Task statement: Give back the line in the listing below that contains "Where can the double-hung" and all remaining lines, retyped exactly, through the last line.

Data:
- - -
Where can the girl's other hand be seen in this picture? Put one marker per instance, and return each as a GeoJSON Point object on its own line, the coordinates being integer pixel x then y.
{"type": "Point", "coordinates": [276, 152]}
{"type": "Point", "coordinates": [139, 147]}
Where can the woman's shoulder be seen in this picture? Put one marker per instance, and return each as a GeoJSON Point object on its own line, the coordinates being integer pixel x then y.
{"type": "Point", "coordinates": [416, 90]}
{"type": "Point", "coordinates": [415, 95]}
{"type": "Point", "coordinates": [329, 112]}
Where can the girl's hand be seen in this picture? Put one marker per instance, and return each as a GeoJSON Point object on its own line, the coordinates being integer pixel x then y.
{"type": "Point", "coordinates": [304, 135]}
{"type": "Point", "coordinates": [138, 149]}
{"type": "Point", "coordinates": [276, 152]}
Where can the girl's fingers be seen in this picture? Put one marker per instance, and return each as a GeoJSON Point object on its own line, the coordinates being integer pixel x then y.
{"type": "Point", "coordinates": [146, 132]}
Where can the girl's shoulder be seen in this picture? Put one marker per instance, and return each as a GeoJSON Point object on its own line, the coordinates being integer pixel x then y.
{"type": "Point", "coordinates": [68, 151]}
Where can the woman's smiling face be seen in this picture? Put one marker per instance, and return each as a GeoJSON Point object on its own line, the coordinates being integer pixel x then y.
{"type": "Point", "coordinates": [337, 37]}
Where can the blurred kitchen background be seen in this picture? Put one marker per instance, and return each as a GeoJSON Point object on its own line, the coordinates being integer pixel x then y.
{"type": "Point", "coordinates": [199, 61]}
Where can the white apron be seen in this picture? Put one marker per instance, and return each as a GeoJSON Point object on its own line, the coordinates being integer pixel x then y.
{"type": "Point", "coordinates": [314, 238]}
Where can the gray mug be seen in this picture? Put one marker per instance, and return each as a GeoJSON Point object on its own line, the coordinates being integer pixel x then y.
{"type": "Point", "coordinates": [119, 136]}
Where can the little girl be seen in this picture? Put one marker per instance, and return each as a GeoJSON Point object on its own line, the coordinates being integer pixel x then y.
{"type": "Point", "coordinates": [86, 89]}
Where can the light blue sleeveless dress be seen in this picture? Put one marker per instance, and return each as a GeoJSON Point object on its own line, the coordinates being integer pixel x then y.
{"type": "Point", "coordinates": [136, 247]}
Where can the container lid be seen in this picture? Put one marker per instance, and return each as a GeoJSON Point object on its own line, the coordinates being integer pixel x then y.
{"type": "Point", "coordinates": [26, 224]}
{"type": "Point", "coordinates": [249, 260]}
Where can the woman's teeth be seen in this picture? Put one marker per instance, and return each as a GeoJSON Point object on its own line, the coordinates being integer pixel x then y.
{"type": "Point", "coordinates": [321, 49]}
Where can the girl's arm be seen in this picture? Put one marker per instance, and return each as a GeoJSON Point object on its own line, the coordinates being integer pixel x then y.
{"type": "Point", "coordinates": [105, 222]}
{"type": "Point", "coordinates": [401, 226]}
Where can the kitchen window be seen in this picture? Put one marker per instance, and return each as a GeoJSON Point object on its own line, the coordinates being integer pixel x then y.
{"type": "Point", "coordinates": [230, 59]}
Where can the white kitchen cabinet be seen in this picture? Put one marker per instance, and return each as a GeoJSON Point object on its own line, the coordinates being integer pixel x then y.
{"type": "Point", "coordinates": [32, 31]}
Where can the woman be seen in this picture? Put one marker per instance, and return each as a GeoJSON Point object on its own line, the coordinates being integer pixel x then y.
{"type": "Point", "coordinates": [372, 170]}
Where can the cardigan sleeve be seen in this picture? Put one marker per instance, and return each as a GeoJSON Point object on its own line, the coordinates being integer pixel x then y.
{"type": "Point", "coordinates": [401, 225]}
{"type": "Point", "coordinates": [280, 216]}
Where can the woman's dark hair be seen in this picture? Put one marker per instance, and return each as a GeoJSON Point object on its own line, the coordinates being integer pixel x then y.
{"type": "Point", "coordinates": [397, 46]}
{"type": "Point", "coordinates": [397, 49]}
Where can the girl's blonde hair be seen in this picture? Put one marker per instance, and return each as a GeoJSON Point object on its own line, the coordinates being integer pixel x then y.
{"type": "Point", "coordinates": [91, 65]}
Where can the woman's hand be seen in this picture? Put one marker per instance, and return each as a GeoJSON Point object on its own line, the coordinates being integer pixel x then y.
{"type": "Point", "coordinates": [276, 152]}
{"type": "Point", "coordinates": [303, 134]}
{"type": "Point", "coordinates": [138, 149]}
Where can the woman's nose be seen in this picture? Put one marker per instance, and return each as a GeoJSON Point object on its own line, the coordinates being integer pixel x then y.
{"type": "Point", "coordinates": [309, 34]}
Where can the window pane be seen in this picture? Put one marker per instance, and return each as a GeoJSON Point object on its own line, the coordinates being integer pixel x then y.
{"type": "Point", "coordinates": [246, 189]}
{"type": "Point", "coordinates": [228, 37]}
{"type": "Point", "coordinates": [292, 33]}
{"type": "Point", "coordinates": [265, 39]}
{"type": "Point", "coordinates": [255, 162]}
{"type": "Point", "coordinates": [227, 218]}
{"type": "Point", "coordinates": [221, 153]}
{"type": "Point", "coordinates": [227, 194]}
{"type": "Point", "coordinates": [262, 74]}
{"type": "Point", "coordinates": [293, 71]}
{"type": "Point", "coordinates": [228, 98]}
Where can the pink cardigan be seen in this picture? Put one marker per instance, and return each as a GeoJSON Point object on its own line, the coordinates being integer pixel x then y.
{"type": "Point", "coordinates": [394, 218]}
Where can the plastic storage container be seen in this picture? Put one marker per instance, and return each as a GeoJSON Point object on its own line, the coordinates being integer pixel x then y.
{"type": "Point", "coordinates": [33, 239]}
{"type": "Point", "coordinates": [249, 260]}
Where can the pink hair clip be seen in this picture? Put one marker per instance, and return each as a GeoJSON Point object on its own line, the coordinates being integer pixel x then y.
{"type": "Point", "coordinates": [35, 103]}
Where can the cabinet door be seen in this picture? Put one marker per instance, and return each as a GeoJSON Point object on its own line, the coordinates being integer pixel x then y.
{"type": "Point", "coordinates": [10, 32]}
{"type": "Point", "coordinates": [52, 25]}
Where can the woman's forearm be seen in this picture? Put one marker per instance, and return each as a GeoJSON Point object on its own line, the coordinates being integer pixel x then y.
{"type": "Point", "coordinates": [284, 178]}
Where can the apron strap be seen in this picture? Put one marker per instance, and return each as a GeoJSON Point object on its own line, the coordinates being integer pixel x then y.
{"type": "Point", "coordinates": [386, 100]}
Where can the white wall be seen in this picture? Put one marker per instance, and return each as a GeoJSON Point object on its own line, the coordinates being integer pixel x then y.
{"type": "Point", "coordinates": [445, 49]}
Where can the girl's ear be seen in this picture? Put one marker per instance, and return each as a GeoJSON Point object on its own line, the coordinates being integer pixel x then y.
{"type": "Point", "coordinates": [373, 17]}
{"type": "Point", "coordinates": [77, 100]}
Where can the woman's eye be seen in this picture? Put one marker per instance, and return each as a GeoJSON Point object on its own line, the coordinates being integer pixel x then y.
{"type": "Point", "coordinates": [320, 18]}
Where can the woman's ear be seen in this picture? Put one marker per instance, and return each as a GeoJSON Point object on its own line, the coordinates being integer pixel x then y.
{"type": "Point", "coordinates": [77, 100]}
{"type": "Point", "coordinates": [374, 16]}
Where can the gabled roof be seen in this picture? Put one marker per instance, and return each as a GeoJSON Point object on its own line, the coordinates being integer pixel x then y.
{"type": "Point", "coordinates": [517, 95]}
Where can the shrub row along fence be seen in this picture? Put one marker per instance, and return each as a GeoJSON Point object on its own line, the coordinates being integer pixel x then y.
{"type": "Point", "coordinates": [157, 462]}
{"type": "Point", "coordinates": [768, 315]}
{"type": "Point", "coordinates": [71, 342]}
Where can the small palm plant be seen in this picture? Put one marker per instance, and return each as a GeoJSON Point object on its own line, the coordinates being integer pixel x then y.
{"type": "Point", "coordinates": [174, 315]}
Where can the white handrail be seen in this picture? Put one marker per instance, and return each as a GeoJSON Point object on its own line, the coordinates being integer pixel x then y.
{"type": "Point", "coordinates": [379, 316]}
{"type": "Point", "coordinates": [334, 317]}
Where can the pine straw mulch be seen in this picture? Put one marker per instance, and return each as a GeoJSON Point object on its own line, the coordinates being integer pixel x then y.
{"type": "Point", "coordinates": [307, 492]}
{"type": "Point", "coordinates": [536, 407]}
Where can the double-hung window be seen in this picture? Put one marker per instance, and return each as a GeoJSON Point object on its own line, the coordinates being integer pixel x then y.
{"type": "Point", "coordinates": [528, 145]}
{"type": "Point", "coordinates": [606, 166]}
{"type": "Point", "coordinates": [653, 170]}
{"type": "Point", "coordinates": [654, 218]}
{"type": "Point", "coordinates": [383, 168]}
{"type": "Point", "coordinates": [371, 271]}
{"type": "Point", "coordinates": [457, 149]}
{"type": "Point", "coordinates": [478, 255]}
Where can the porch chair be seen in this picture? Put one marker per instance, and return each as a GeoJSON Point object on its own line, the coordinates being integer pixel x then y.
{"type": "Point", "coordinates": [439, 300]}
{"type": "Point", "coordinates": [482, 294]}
- - -
Output below:
Where can the double-hung window be seen in this picture? Put one marker per instance, and return each as a GeoJSON Point object on its own line, the coordinates being integer pixel x then y.
{"type": "Point", "coordinates": [528, 145]}
{"type": "Point", "coordinates": [606, 166]}
{"type": "Point", "coordinates": [653, 170]}
{"type": "Point", "coordinates": [654, 218]}
{"type": "Point", "coordinates": [383, 168]}
{"type": "Point", "coordinates": [371, 271]}
{"type": "Point", "coordinates": [457, 149]}
{"type": "Point", "coordinates": [478, 255]}
Where can the porch chair be seen in this picture? Put one marker per instance, and return each as a GeoJSON Point object on its own line, the coordinates being integer pixel x then y.
{"type": "Point", "coordinates": [439, 300]}
{"type": "Point", "coordinates": [482, 294]}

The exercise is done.